--- Start DOCUMENT EXTRACT ---

Coming Out Swiss
Page 6
Homesickness may be susceptible to semantic vagueness, but the condition can feel lethal.
My mother had a lifelong longing for Zürich, her Heimatstadt. This is where she was born; where she grew up not far from the lake; where she attended the Höhere Töchterschule, or girls’ gymnasium; where she waited out the war years, studying law and discussing politics, with mostly male friends. She will marry one of these men, and together they will leave for America. Before the war, she spends a year in Geneva becoming a simultaneous interpreter. After the war, she is offered a job as an attorney in a juvenile court outside of Zürich. She is eager to leave; she never anticipates staying. They settle first in Montreal and then in New York City. Montreal is a French-speaking city, and French is a Swiss national language. In New York, German speakers with limited English seeking work are in enormous surplus. The law she has studied is Roman law, and thus superfluous. She was never meant to be an emigrant. She will suffer her entire life from homesickness.
Psychoanalytic critics such as Jane Gallop imagine the daughter as the nostalgic. The mother as mother is lost forever because the mother as homeland is irretrievably past. The female subject is hence in a foreign land. If the masculine fears losing something it never had, the feminine regrets never having had anything in the first place: “Man’s desire will henceforth be linked by law to a menace; woman’s desire will legally cohabit with nostalgia: she will not be able to give up her desire for what she can never have (again)” (Gallop, Reading Lacan).
We returned every summer to live with my maternal grandmother in Zürich. This is the place that remains constant, as we settle and resettle from east to west across the North American continent. Now my mother lies buried in her homeland, and I, in a foreign land, return as the emigrant’s daughter. Expected to feel at home, I instead feel intensely homesick. Is it for her, or for this place? What is it about this place? Is homesickness the fate of the second-generation emigrant daughter, or a secondhand emotion passed down to the next generation? In America, they say you can’t go home again; in Switzerland, they know that even if you leave, sooner or later you’ll be back.
Following the death of my mother, I transport a cardboard box from the West Coast to the East Coast to the Midwest. It is marked “Artikeln E.R.” I open it and discover copies of articles my mother wrote for Swiss newspapers between 1951 and 1964, when she was no longer able to practice law and had not yet entered the college classroom. She signed them Elisabeth Rütschi. The woman she might have been, “E.R.,” before emigration, before her entrance into English.
Home seems to mean more than a reliable food source. Otherwise, why would he roll on his back on the wide plank floor and close his eyes to the sound of human voices? Or curl up in the sea-grass basket and listen to Monteverdi?

--- End DOCUMENT EXTRACT ---
--- Start DATA LISTING ---

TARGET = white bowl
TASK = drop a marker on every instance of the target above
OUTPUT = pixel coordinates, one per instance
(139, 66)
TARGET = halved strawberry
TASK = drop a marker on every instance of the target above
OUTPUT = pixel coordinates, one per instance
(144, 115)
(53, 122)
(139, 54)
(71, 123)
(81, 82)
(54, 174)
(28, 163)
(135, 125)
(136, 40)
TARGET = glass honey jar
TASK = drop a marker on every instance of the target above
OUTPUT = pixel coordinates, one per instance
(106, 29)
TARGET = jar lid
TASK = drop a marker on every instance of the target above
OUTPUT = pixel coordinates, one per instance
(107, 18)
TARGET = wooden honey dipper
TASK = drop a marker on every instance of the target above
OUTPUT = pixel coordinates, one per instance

--- End DATA LISTING ---

◆ **EXERCISE DETAILS**: Repeat the homesickness passage above word for word, everything from "Following the death" down to "entrance into English.".

◆ **FINISHED ANSWER**:
Following the death of my mother, I transport a cardboard box from the West Coast to the East Coast to the Midwest. It is marked “Artikeln E.R.” I open it and discover copies of articles my mother wrote for Swiss newspapers between 1951 and 1964, when she was no longer able to practice law and had not yet entered the college classroom. She signed them Elisabeth Rütschi. The woman she might have been, “E.R.,” before emigration, before her entrance into English.